● ASSIGNMENT
Resume the biographical passage on paleontologist Octávio Mateus, carrying it on from its final sentence.

● DOCUMENT PASSAGE
Octávio Mateus

Octávio Mateus (born 1975) is a Portuguese dinosaur paleontologist and biologist Professor of Paleontology at the Faculdade de Ciências e Tecnologia da Universidade Nova de Lisboa. He graduated in Universidade de Évora) and received his PhD at Universidade Nova de Lisboa in 2005. He collaborates with Museu da Lourinhã, known for their dinosaur collection.

Specialist in dinosaurs, he has studied Late Jurassic dinosaurs of Portugal, publishing several scientific articles.

He has named new dinosaur species such as Lourinhanosaurus antunesi [1](1998), Dinheirosaurus lourinhanensis,[2] Tangvayosaurus hoffeti (1999), Draconyx loureiroi (2001), Lusotitan atalaiensis (2003), Europasaurus holgeri (2006), and Allosaurus europaeus (2006), Torvosaurus gurneyi Hendrickx & Mateus, 2014,[3] and Galeamopus (2015)[4]

Since 1991 Octávio Mateus has organized dinosaur excavations in Portugal, as well as excavating in Laos (Asian Southeast) with the French team of the Paris Museum of Natural History, led by Prof. Philippe Taquet. He has recently worked in Angola, where he discovered the first Angolan dinosaur in the scope of a project in the area of vertebrate paleontology of Angola.[5] He collaborates with diverse international scientific institutions as the scientific council member of the German foundation Verein zur Förderung der niedersächsischen Paläontologie. He also studied dinosaur tracks[6] and eggs, phytosaurs, chelonians, and whales. In 2012 he integrated an expedition to the Triassic of Greenland in Jameson Land.

Dataset entries:

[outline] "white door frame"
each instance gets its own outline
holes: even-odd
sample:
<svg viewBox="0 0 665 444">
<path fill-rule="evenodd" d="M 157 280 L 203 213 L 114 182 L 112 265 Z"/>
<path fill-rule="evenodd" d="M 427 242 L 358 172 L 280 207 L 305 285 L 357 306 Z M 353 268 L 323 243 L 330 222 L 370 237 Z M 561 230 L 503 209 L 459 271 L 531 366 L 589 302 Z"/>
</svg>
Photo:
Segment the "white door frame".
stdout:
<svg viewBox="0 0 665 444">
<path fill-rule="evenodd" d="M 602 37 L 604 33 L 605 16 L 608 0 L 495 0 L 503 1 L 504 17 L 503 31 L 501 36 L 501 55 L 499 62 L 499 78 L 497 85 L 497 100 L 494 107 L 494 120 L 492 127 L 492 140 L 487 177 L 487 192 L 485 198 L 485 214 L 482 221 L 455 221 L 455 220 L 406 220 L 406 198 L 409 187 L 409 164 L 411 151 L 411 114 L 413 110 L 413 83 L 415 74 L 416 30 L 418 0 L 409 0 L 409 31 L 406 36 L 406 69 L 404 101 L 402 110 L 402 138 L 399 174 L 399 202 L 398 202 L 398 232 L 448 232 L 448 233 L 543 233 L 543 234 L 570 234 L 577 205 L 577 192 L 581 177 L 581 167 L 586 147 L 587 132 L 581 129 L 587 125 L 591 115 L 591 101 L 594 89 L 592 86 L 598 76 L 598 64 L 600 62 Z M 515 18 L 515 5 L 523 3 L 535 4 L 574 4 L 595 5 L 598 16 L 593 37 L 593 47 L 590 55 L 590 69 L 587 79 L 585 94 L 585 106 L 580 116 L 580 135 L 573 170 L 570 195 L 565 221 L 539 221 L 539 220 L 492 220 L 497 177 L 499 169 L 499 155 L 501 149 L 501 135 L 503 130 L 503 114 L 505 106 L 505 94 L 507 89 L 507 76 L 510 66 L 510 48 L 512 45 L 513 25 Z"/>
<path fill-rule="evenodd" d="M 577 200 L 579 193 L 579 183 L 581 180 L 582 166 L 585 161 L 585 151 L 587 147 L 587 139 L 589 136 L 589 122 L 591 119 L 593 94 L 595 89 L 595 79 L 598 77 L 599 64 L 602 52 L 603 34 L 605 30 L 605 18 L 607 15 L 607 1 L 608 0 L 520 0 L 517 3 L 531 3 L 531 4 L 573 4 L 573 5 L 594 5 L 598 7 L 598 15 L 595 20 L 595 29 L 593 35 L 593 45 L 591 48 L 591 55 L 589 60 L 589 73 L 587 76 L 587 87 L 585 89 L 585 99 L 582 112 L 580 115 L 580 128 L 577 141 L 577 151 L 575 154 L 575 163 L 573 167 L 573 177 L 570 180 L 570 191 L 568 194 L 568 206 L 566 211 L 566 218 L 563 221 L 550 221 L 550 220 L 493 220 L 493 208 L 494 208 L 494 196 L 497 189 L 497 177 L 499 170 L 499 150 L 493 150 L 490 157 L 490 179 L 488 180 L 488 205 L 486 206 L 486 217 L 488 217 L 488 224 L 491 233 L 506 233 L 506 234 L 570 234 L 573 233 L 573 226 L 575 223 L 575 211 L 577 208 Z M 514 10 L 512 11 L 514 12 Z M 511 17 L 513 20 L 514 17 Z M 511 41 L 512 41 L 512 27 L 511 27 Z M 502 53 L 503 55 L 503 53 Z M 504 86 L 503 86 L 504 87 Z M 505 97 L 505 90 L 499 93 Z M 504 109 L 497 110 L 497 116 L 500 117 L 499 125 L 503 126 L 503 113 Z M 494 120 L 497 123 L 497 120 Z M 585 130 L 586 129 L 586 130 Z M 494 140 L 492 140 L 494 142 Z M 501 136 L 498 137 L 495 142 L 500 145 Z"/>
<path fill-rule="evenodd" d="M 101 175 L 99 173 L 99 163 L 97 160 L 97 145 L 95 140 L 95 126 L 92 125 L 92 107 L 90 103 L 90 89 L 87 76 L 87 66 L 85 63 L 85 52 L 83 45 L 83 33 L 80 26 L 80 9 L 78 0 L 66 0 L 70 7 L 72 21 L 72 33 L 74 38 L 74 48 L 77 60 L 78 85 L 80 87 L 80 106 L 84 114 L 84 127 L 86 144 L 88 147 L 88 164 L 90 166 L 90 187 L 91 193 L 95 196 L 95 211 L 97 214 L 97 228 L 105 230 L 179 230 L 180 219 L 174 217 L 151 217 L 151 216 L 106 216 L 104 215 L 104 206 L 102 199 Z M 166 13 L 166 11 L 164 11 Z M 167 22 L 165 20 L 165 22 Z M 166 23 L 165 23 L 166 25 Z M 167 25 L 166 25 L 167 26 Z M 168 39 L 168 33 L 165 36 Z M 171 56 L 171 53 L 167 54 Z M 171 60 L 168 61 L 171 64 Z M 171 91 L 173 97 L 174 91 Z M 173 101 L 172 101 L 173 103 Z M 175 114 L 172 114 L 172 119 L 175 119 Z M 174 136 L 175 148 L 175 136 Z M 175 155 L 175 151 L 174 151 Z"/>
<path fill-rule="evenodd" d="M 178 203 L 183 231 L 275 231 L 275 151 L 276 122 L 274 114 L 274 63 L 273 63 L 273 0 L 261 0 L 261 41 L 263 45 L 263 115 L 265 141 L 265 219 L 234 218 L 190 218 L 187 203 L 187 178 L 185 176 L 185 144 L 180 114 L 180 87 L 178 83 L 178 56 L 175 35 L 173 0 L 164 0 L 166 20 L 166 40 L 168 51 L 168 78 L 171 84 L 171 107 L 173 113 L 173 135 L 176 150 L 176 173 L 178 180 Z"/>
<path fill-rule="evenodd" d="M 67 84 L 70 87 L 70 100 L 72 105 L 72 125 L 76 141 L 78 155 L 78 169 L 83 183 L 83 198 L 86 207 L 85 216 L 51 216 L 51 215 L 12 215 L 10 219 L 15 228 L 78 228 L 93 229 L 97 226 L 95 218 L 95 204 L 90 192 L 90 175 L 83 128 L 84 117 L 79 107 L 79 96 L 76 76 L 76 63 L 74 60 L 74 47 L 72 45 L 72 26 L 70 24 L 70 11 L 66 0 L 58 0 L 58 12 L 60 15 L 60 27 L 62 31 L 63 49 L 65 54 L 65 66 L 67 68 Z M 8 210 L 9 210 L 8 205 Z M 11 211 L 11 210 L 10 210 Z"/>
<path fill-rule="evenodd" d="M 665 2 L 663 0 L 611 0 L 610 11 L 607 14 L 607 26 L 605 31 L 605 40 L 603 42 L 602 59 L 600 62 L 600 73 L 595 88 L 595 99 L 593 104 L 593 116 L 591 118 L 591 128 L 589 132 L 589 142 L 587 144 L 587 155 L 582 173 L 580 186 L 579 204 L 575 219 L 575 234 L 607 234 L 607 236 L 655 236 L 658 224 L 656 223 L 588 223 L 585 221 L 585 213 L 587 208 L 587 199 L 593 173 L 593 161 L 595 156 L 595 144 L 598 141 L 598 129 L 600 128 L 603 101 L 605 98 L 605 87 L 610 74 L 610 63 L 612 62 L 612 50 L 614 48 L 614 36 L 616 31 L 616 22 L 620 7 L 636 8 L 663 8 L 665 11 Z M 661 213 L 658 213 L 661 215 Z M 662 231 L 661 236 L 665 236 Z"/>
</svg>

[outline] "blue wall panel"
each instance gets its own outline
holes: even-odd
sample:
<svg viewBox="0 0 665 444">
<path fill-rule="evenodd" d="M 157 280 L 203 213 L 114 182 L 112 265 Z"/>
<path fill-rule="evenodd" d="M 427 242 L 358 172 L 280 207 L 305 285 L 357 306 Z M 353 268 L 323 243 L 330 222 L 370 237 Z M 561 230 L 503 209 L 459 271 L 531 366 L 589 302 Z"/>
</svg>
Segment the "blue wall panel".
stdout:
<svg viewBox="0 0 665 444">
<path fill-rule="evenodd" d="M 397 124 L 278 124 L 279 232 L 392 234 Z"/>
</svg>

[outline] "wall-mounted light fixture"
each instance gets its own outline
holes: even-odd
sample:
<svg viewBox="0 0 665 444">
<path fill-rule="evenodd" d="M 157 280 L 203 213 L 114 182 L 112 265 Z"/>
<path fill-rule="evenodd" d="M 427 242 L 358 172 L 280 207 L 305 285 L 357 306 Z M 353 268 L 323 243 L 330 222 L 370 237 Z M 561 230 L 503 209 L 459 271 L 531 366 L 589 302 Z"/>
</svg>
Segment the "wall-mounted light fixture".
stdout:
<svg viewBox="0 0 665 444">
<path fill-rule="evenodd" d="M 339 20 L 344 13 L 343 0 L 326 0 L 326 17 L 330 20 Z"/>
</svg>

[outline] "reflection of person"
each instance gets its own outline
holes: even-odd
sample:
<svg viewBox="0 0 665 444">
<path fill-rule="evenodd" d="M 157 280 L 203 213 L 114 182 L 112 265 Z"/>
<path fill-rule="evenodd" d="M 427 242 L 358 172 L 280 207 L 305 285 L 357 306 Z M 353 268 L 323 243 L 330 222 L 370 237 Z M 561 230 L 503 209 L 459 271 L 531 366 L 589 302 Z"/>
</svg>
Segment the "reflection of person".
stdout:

● RESULT BELOW
References

  1. Mateus O (1998). "Lourinhanosaurus antunesi, a new Upper Jurassic allosauroid (Dinosauria: Theropoda) from Lourinhã (Portugal)" (PDF). Memórias da Academia de Ciências de Lisboa 37: 111–124.
  2. Bonaparte, J.F., & Mateus, O. (1999). "A new diplodocid, Dinheirosaurus lourinhanensis gen. et sp. nov., from the Late Jurassic beds of Portugal". Revista del Museo Argentino de Ciencias Naturales (2): 13–29. PDF Document
  3. Hendrickx C, Mateus O (2014) Torvosaurus gurneyi n. sp., the Largest Terrestrial Predator from Europe, and a Proposed Terminology of the Maxilla Anatomy in Nonavian Theropods. PLoS ONE 9(3): e88905. doi:10.1371/journal.pone.0088905
  4. Tschopp, E.; Mateus, O. V.; Benson, R. B. J. (2015). "A specimen-level phylogenetic analysis and taxonomic revision of Diplodocidae (Dinosauria, Sauropoda)". PeerJ 3: e857. doi:10.7717/peerj.857.
  5. Huffington Post - Angolatitan Adamastor: New Dinosaur, 'Angolan Giant,' Discovered
  6. Milàn, J., Christiansen, P., & Mateus, O. (2005). A three-dimensionally preserved sauropod manus impression from the Upper Jurassic of Portugal: implications for sauropod manus shape and locomotor mechanics. Kaupia, 14.